**EXERCISE**
Using the listing below, print exactly everything from the line with "of the white" down to the line with "of the dark", both included, and nothing more.

**SUPPLIED INFORMATION**
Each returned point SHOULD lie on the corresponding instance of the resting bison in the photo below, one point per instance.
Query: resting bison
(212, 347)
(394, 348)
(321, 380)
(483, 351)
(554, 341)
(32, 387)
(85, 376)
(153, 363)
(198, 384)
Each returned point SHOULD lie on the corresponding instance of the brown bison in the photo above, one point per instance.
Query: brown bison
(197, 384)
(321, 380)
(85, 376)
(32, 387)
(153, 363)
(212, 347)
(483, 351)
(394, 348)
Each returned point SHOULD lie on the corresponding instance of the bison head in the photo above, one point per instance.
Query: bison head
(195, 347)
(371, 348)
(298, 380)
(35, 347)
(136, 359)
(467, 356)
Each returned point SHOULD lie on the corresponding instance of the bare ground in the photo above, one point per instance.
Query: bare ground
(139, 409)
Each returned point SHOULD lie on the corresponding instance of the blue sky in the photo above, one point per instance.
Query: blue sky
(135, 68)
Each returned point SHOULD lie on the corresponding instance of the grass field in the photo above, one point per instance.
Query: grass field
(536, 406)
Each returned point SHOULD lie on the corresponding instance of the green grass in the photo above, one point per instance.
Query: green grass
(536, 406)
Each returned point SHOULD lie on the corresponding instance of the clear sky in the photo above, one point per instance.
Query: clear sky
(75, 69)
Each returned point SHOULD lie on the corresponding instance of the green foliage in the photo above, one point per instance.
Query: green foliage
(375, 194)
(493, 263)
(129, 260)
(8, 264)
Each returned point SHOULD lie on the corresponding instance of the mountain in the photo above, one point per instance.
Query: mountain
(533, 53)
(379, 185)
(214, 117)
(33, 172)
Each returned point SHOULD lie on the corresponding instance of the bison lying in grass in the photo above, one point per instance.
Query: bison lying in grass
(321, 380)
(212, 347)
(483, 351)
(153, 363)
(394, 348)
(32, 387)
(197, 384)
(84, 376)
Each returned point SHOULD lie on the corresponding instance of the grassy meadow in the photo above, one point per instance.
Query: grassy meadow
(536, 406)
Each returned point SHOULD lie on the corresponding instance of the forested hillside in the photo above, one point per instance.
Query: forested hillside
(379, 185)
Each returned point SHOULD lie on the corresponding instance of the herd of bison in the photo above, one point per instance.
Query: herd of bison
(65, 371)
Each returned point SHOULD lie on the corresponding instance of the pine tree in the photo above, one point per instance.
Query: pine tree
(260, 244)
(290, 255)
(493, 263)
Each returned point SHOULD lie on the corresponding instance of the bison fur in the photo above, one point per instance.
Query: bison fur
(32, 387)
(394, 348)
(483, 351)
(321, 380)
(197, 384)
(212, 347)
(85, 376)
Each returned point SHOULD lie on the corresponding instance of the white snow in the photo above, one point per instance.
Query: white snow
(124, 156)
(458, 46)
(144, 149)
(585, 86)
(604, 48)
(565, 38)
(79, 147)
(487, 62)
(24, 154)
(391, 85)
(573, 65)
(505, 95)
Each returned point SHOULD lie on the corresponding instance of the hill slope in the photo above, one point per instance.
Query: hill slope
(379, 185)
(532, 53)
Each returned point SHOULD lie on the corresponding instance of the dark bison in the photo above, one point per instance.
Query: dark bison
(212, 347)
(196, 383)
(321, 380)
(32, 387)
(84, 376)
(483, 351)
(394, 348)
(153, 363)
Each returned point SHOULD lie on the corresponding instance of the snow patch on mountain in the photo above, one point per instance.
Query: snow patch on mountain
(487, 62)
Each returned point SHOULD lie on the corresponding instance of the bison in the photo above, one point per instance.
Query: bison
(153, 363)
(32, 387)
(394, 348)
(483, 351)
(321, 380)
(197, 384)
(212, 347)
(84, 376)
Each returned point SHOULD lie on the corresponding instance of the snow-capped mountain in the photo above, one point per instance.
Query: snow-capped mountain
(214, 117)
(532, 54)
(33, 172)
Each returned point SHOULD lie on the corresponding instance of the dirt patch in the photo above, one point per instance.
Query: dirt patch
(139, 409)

* * *

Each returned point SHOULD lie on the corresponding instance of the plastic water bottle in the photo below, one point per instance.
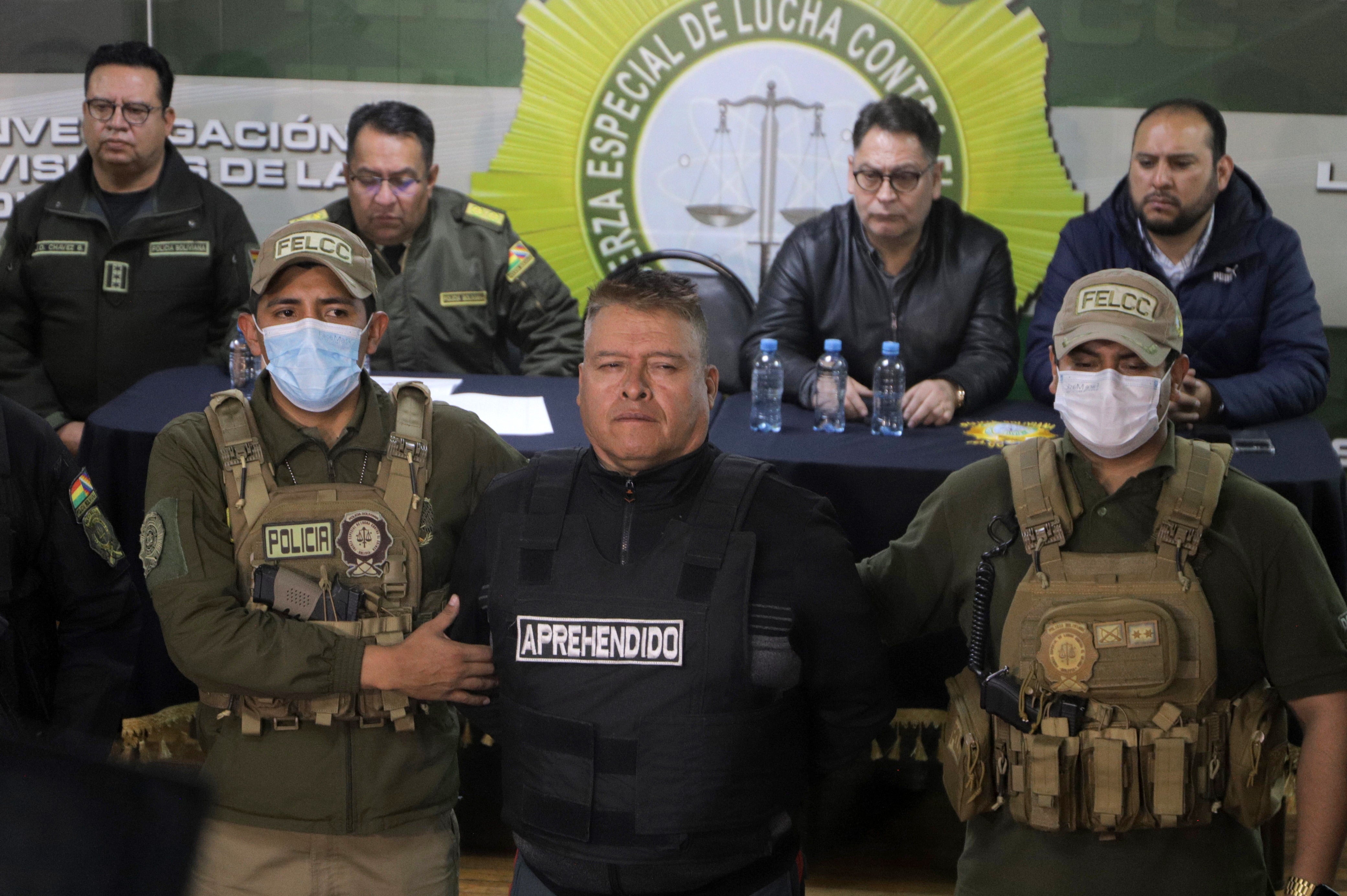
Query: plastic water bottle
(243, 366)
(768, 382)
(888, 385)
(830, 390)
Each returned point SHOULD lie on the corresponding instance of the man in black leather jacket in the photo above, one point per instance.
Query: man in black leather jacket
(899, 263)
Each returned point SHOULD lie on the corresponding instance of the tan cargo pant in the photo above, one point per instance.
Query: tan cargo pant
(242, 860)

**EXERCISE OUTPUT**
Each returned point SHOULD lie on the corresponding instance of the white snow in the photo above, one point per instance.
Query: white snow
(124, 156)
(458, 46)
(144, 149)
(585, 86)
(604, 48)
(565, 38)
(79, 147)
(487, 62)
(24, 154)
(391, 85)
(573, 65)
(505, 95)
Each returned point SHOULD lie on the corresponding instance of the hill slope in the photo above, one point per instance.
Query: hill slope
(379, 185)
(532, 53)
Each returned point SHOULD lie on the corresponding instance of the dark bison in the photo above, one point per instance.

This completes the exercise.